* Work to do *
Can you turn the entries from the line with "Where can you find the black" through the line with "<point>80,257</point>", both ends included, into a JSON list of strings? Use one string per line and leave out blank lines.

--- START Listing ---

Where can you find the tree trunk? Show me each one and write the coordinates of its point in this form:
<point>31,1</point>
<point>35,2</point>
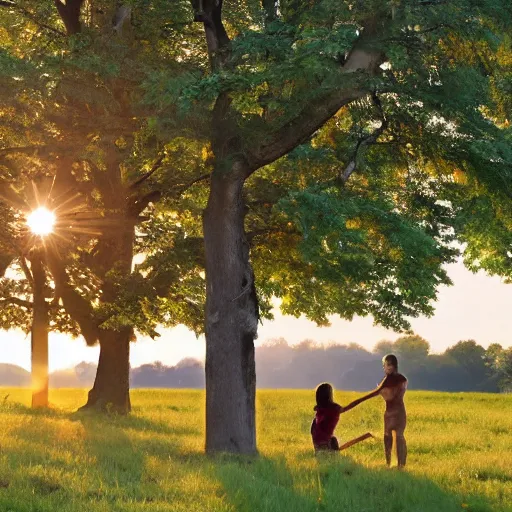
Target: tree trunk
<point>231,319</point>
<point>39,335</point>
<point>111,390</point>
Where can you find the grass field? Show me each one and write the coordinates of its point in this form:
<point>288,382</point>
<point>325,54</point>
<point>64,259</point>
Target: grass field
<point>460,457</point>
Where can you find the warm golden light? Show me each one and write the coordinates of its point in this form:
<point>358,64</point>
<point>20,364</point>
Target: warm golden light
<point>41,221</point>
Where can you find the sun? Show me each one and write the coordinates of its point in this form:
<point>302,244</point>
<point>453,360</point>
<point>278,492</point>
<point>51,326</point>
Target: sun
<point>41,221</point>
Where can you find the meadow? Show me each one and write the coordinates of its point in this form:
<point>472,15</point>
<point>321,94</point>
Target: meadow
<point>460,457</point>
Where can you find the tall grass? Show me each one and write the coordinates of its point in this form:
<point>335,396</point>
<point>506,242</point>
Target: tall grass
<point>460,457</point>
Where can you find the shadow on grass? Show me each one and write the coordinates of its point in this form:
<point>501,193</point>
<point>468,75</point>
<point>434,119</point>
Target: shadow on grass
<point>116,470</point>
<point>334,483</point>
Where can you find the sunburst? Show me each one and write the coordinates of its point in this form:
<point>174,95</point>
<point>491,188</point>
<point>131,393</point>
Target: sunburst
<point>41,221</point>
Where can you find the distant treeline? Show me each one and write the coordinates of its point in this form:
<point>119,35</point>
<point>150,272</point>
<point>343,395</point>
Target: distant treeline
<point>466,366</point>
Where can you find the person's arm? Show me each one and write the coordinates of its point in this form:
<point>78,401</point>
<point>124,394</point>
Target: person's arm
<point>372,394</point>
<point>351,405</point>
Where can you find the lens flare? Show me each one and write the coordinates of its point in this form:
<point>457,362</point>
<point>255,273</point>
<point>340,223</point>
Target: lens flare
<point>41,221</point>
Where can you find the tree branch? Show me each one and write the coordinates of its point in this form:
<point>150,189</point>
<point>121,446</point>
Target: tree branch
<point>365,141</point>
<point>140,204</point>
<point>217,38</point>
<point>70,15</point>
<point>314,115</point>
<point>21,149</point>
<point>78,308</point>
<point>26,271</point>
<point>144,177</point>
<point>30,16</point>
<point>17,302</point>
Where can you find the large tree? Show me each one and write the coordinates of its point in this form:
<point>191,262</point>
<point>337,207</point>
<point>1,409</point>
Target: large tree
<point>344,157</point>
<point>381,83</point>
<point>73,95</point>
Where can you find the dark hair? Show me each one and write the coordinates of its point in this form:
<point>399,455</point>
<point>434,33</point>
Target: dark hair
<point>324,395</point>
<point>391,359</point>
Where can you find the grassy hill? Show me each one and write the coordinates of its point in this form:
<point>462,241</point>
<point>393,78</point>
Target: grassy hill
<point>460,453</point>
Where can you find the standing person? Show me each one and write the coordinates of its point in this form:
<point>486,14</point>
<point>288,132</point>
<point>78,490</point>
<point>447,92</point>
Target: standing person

--- END Listing ---
--- START Listing ---

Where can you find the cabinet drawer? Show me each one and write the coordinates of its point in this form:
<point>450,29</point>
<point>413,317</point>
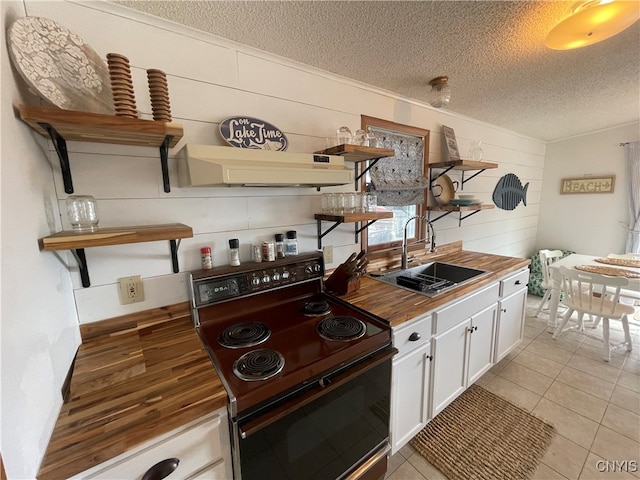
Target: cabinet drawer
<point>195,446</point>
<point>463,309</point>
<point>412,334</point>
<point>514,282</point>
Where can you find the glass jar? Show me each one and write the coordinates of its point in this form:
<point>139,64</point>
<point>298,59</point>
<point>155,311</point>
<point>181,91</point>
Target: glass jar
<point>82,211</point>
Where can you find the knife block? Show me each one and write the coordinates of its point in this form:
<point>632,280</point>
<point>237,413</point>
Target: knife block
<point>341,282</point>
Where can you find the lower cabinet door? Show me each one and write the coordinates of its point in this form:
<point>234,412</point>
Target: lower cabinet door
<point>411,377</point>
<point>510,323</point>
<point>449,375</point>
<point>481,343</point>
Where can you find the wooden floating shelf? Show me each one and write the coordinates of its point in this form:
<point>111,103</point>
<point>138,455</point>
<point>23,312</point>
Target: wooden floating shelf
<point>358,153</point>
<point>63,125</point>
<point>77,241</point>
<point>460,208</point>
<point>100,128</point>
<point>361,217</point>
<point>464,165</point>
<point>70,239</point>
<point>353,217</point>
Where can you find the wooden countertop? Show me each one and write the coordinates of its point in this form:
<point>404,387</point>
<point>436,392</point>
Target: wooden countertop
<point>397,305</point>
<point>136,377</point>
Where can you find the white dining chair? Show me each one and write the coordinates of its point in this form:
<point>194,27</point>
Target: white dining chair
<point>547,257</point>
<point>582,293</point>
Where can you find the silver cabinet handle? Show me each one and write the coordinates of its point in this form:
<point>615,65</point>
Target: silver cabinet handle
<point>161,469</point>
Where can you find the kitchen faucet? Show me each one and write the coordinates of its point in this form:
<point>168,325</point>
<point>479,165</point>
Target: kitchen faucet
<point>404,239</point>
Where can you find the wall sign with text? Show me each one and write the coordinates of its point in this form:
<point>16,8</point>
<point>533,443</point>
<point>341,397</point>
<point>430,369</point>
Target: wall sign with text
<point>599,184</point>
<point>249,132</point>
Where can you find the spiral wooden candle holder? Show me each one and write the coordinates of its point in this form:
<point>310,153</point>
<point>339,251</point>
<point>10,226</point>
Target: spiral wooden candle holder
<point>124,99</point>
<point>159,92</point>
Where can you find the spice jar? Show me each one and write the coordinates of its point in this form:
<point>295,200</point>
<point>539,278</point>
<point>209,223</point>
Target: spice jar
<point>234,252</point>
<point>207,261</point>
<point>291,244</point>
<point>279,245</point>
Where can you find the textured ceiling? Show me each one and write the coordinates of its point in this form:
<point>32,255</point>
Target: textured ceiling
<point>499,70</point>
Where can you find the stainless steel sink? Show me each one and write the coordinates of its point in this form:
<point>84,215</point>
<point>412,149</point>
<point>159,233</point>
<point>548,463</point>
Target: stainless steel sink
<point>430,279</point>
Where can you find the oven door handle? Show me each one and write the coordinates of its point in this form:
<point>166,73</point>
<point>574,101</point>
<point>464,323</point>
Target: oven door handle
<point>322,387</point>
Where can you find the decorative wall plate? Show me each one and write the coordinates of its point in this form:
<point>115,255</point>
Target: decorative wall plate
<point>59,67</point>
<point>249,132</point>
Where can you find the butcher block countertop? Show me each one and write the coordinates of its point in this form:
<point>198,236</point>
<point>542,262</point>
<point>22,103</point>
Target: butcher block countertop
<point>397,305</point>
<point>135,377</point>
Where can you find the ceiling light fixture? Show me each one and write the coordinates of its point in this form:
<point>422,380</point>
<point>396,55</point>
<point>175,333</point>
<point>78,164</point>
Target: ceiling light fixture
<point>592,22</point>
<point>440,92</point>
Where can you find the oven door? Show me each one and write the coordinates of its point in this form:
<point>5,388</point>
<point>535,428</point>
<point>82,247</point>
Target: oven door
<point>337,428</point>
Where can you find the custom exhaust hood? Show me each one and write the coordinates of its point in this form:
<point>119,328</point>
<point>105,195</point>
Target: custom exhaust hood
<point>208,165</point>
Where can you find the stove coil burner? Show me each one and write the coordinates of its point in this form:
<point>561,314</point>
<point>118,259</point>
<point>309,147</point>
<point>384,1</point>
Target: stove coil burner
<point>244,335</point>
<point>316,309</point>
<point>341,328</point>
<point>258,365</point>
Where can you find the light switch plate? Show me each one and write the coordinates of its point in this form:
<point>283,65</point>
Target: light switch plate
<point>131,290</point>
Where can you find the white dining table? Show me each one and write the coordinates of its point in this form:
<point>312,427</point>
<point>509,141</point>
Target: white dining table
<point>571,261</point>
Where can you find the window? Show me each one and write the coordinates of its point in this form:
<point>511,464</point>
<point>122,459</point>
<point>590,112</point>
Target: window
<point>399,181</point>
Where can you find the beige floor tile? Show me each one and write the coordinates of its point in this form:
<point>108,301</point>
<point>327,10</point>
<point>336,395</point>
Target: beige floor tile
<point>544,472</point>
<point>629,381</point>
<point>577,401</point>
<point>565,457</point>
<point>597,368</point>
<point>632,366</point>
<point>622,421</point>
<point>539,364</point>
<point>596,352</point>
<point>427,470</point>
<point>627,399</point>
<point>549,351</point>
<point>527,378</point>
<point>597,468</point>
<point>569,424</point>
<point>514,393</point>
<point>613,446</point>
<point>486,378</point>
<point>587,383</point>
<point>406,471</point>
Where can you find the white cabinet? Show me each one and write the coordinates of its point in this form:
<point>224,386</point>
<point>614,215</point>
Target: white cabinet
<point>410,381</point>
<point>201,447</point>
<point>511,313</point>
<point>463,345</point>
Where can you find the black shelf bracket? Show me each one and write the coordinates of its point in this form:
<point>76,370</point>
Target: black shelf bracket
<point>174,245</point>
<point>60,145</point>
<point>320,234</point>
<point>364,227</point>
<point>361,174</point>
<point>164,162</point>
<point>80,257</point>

--- END Listing ---
--- START Listing ---

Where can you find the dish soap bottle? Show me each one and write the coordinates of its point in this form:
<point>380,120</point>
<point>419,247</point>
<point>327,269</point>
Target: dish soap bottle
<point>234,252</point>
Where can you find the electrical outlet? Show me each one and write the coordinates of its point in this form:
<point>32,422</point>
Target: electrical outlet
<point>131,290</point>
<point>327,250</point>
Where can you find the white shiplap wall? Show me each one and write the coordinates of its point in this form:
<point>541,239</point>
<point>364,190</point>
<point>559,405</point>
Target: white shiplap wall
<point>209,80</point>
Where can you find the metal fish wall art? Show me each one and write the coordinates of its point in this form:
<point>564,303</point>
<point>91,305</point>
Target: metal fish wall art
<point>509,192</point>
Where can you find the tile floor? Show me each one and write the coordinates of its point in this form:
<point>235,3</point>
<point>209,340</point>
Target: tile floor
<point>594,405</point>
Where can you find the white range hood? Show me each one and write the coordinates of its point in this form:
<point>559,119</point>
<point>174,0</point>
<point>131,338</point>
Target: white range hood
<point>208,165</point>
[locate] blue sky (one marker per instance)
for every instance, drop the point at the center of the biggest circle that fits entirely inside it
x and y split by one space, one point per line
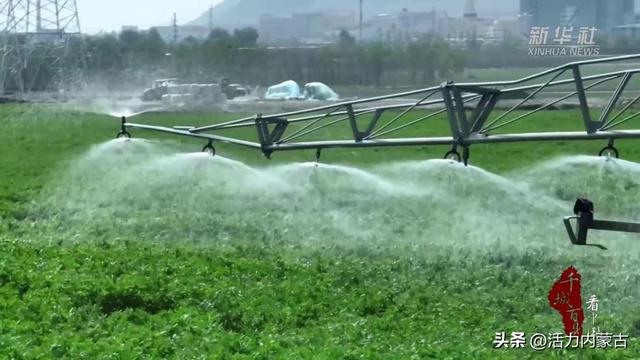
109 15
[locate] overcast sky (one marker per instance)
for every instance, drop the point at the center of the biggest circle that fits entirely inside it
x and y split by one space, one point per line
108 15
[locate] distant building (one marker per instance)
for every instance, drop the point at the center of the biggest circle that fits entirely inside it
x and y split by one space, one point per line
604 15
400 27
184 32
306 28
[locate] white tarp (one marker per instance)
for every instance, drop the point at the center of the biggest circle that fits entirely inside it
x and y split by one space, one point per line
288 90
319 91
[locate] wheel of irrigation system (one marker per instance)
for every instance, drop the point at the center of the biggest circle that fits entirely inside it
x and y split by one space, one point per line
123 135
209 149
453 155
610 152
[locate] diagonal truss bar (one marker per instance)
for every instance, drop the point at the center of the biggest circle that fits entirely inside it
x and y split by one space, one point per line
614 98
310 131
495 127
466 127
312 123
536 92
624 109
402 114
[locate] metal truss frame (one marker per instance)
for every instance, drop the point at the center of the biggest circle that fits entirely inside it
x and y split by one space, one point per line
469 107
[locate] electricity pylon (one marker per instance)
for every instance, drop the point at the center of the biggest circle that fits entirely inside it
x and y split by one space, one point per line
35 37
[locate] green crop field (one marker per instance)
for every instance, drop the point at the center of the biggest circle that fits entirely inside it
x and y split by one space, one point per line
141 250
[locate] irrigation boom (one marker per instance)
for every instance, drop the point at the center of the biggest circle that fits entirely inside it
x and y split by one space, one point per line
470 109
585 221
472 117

--- END Listing ---

* Response to this exercise *
[
  "Where can you find the black shelf bracket? Show me each one and write the coordinates of its point in this form:",
  "<point>76,370</point>",
  "Target: black shelf bracket",
  "<point>174,245</point>",
  "<point>60,145</point>",
  "<point>320,234</point>",
  "<point>364,227</point>",
  "<point>361,174</point>",
  "<point>164,162</point>",
  "<point>80,257</point>"
]